▶ _DOCUMENT SEGMENT_
A leading investor explains how savers can look through our economic troubles and see the opportunities for growing their money.

 

by Gavin Lumsden on Nov 30, 2012 at 14:26

Why 2013 may be a great time to start investing

Richard Buxton, the fund manager at Schroders whose 10-year record I gleaned for 10 investment lessons in the summer, has written a really interesting and encouraging article on why now is a great time to be investing.

Buxton manages the Schroder UK Alpha Plus fund, which despite the best efforts of the financial crisis to spoil things, has delivered good returns since its launch in 2002.

It is Buxton’s belief that we ‘are in the foothills of a new bull market’ in the UK. By this he means that when we look back in 10 years’ time we may see that the UK stock market, as measured by the FTSE All Share index, defied the economic gloom we’re currently facing and rose a long way, making investors money in the process.

You could say that Buxton (pictured) would say that, wouldn’t he? Indeed it would be an unusual fund manager who argued you shouldn’t invest.

However, there is a ring of truth to Buxton’s argument. Firstly, he has credibility. When he launched his fund ten years ago Buxton correctly anticipated that the bursting of the dot com bubble at the end of the last century signalled that the booming stock market conditions of the 1980s and 1990s were over. Fund managers like him would have to work harder to make money in a market that would trade sideways, he thought.

Well, as it turned out the market didn’t go sideways exactly. But if you look at a chart of the FTSE All Share you will see Buxton was right in that the index is still below its peak at the start of 2000. It soared to another peak in 2007 before crashing and recovering in fits and starts over the past three years.

Essentially, Buxton was correct, the market has gone nowhere, hence the depressing tag of ‘the lost decade’ that is often used to discourage investors. However, do remember that even in this hostile market investors enjoyed a decent total return from the UK stock market, but mainly only through reinvesting the dividends their investments paid out.

So what of the future?

The crux of Buxton’s message to new investors is to forget about the poor economic outlook and focus instead on the fact that because of all the economic doom and gloom the UK stock market is reasonably good value at the moment.

He says that when he forecast over a decade ago that share prices would go sideways he was not looking into a crystal ball to foresee the financial crisis and the credit crunch. He was simply acknowledging the fact that the UK stock market at the time was expensive. Share prices then on average traded at more than 20 times their earnings. Today that figure has fallen to 11.

Buxton is making the point I made in my recent video outside Queens Park Rangers stadium that it is the price of an investment that drives the return. Follow the mantra of ‘buy cheap, sell high’ and you won’t go far wrong. 

The UK stock market is not cheap but it is fair value. According to Buxton, history shows that when UK shares trade at 11 times earnings there is a good chance that the following 10 years will see them generate positive, above inflation annual returns – perhaps even as high as 10% or more.

Don't be a pessimist

I think there are two important points to be taken from Buxton’s article. One is that it rarely pays to be too pessimistic when investing. Cautious optimism is the order of the day. Secondly, avoid going with the crowd and try to be a bit 'contrarian' in your outlook.

It is an interesting exercise to cast your mind ten years into the future and to imagine what it would be like looking reviewing the decade to come.

▶ _SET TASK A_
Reproduce the portion of the investing article that starts with the words containing "The crux of" and ends with "at the moment.".

▶ _LISTED RECORDS_
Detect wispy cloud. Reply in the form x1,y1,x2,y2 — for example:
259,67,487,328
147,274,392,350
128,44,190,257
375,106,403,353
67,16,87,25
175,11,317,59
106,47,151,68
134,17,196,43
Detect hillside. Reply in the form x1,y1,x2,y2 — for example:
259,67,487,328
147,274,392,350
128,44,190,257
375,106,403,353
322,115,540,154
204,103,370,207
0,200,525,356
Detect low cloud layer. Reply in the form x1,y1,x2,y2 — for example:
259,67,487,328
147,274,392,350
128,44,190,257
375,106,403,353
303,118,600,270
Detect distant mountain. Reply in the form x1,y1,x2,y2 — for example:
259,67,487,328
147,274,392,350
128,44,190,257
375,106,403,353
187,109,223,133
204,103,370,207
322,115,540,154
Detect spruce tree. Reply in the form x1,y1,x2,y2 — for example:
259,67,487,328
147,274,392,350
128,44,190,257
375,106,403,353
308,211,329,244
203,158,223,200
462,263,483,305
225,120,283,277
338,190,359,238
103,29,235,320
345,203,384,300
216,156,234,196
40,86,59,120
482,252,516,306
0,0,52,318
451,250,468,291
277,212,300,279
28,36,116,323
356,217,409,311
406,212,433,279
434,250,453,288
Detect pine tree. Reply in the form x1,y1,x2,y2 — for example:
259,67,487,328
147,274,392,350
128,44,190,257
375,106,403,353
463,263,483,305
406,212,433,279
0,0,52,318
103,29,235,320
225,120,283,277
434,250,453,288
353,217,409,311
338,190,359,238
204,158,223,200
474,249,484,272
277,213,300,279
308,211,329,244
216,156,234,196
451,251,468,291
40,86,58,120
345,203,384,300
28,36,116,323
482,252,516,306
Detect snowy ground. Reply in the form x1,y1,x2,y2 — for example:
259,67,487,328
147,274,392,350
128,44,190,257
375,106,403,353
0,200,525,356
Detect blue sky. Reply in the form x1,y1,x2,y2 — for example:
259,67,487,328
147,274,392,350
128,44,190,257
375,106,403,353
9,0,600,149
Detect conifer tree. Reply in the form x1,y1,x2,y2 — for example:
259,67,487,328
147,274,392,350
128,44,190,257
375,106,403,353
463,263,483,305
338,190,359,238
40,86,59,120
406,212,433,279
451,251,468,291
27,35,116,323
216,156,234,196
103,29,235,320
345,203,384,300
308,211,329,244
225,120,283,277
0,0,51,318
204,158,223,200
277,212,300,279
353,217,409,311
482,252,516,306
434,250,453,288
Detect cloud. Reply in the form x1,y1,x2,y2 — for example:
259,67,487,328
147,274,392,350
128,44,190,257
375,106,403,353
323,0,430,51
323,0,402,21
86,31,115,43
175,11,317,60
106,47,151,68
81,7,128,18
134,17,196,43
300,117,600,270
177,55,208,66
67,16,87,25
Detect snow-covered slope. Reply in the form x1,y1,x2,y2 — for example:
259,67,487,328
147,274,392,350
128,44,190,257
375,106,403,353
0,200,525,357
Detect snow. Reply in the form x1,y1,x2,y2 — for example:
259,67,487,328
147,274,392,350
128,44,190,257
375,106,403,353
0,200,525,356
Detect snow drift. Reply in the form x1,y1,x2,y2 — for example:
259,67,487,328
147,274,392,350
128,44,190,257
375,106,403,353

▶ _SET TASK B_
Return, word for word, the part of the records that begins with the line containing "Detect snow-covered slope." and runs through the last line of the records, including both of those lines.

▶ _WRITTEN ANSWER A_
The crux of Buxton’s message to new investors is to forget about the poor economic outlook and focus instead on the fact that because of all the economic doom and gloom the UK stock market is reasonably good value at the moment.

▶ _WRITTEN ANSWER B_
Detect snow-covered slope. Reply in the form x1,y1,x2,y2 — for example:
259,67,487,328
147,274,392,350
128,44,190,257
375,106,403,353
0,200,525,357
Detect snow. Reply in the form x1,y1,x2,y2 — for example:
259,67,487,328
147,274,392,350
128,44,190,257
375,106,403,353
0,200,525,356
Detect snow drift. Reply in the form x1,y1,x2,y2 — for example:
259,67,487,328
147,274,392,350
128,44,190,257
375,106,403,353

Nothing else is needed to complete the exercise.